[Requirement]
Rescale the records from the line containing "Target = orange lch logo" down to the end of the records, both ends included, and give back only those lines, requests included. Multiply every x and y coordinate in the answers by 2.6 and round to whole numbers, halves up.

[Records]
>> Begin
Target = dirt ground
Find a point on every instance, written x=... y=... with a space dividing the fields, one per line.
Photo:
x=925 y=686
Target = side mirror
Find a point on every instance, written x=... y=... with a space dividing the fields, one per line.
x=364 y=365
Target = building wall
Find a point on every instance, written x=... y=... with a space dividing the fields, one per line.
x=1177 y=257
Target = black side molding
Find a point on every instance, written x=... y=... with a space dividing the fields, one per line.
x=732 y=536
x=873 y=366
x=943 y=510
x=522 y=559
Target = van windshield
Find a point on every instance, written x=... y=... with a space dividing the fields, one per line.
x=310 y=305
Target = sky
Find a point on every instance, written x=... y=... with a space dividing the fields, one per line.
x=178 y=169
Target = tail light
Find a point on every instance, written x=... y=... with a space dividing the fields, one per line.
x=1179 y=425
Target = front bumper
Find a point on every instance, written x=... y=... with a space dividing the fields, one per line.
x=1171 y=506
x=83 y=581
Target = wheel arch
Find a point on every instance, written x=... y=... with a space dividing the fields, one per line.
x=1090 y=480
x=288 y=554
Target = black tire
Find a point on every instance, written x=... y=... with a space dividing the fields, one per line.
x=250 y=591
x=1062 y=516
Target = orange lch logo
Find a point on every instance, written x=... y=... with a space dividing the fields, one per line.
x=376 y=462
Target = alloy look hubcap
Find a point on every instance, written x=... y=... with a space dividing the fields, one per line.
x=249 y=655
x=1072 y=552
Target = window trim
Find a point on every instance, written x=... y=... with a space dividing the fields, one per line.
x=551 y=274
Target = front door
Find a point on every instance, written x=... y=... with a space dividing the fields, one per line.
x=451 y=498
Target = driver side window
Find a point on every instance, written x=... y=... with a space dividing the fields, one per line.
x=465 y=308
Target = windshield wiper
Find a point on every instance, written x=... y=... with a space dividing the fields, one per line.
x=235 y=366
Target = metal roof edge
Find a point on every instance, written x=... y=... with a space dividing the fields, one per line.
>> End
[Response below]
Target = orange lch logo
Find a point on every instance, written x=... y=... with a space dividing the fields, one per line.
x=978 y=1201
Target = alloy look hubcap
Find a point on every instance, written x=... y=... with a space dividing the fields, one per line.
x=647 y=1703
x=2787 y=1435
Target = window trim
Find a point on every instance, written x=... y=... with a space dividing the fields, one per line.
x=1433 y=712
Target = front door
Find a point on every instance, written x=... y=... with a space dividing the fields, one per line.
x=1173 y=1295
Target = driver side window
Find a point on every instance, written x=... y=... with a space dividing the fields, one per line.
x=1209 y=801
Target = windshield wiper
Find a point on every instance, written x=... y=... with a space dividing the fields, one per line.
x=611 y=952
Target = metal roof edge
Find a point on every instance, written x=... y=... with a space dividing the fields, one per line.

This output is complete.